Start of Working data

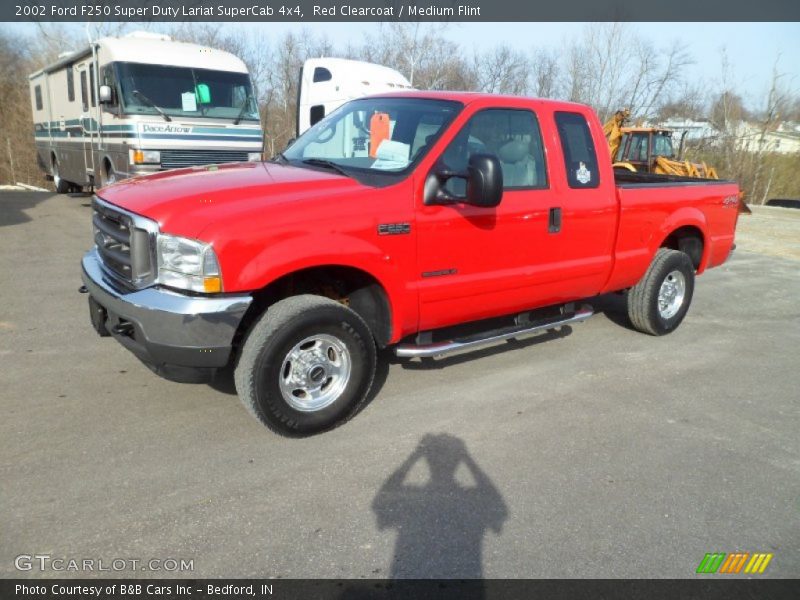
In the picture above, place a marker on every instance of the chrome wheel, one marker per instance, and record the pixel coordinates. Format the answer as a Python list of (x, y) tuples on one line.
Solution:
[(315, 373), (671, 294)]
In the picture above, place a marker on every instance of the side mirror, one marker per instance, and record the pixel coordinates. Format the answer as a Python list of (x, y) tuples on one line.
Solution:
[(484, 180), (484, 177), (105, 94)]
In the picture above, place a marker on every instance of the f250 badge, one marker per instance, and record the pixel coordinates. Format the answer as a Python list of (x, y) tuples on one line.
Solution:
[(583, 174)]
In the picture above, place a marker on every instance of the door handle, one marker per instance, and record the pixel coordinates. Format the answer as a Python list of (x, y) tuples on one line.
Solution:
[(554, 220)]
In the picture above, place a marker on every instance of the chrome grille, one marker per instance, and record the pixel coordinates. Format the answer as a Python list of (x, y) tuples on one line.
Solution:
[(124, 244), (174, 159)]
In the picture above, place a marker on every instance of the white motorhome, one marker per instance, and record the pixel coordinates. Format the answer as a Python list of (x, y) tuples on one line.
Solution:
[(327, 83), (139, 104)]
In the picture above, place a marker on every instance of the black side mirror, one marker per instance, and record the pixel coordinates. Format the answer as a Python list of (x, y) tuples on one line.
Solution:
[(484, 177), (484, 180)]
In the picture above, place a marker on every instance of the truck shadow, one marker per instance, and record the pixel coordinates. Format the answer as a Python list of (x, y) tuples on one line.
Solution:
[(441, 503), (14, 204), (614, 307)]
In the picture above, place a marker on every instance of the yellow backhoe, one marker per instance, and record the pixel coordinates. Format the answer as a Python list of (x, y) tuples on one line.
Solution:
[(649, 150)]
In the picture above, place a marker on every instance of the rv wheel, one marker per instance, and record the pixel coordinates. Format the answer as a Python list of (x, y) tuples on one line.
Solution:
[(108, 176)]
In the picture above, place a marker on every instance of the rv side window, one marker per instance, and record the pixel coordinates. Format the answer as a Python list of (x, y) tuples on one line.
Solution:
[(91, 85), (107, 78), (83, 90), (70, 84), (322, 74), (317, 113)]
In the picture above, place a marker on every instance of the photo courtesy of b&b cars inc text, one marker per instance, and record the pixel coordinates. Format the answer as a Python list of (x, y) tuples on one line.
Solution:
[(375, 299)]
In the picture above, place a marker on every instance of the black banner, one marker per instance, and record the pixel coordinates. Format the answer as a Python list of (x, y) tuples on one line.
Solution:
[(397, 10), (361, 589)]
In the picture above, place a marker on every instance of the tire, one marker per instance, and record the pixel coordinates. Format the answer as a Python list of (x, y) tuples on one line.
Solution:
[(62, 186), (306, 366), (659, 302)]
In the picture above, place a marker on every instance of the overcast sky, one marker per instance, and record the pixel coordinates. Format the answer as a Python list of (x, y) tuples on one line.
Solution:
[(751, 47)]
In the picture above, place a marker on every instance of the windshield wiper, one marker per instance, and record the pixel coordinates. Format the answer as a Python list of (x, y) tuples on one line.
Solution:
[(241, 112), (321, 162), (144, 98)]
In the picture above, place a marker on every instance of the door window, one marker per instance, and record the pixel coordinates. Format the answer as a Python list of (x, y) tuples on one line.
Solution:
[(513, 136)]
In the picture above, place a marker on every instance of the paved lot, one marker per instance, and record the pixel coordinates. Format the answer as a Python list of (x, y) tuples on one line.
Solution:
[(603, 453)]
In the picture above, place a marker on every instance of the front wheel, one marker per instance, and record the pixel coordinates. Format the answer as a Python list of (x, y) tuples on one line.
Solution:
[(62, 186), (306, 366), (659, 302)]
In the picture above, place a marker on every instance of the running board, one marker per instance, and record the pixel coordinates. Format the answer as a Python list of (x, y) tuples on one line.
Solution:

End of Working data

Aim
Rescale the stretch of the records from the line containing "chrome grille, one" through the line containing "[(397, 10), (361, 589)]", writing out every line in full with each coordinate in the answers multiplied by 2.55 and rounded to a whole number, halves rounded up. Leave all other wording and numbers unchanged.

Result
In the picture above, place a marker on every instance of the chrome grille, one marker per instance, and record the pixel coordinates. Format the answer as a Python list of (x, y) tuples on one line.
Solution:
[(316, 622), (444, 405)]
In the picture above, place a marker on every instance of the white motorhome, one marker per instance, and record the pixel coordinates. Format the answer as a Python list of (x, y) tuples on one line.
Solution:
[(834, 212), (354, 265)]
In the picture above, place a marker on every instance of the black side mirror, one marker per instance, and record the pixel coordinates. Format the answer as a Python list of (x, y) tuples on one line.
Solution:
[(1234, 451), (1234, 459)]
In the picture above, place a marker on every instance of the truck shadow, one marker per instance, and record the pixel coordinates. Format the answer as a Python list of (x, y) tuples on one line.
Solution:
[(1125, 1283), (36, 520), (1566, 783)]
In the picture above, place a marker on every instance of the yellow backhoe, one marker per instance, and record the pixel coordinates. Format the answer as a Python list of (x, y) tuples on one line.
Solution:
[(1655, 383)]
In the picture above, place a marker on every instance of the rv wheel, one marker per instance, and record the pixel coordinates. Format the answer as a Python list of (x, y) tuples on one line.
Solution:
[(275, 449)]
In the picture above, place a marker on every instance of the rv side window, one marker per instance, and record the pixel coordinates. Format the answer as a Python list of (x, y) tuples on one line.
Solution:
[(232, 217), (273, 199), (212, 230), (179, 214), (821, 189), (808, 288)]
In the picture above, place a marker on every instance of the photo courtesy of b&b cars inc text, one marker per instance, and record the pixel coordinates. Format the answer as a Python list of (x, y) tuples on one line.
Solution:
[(956, 762)]
In the picture above, place a marker on every instance of the black banner, one marker per instance, and record the pixel coordinates. Format the answer as a Python list of (x, y) tuples on one line.
Solution:
[(1012, 26), (921, 1502)]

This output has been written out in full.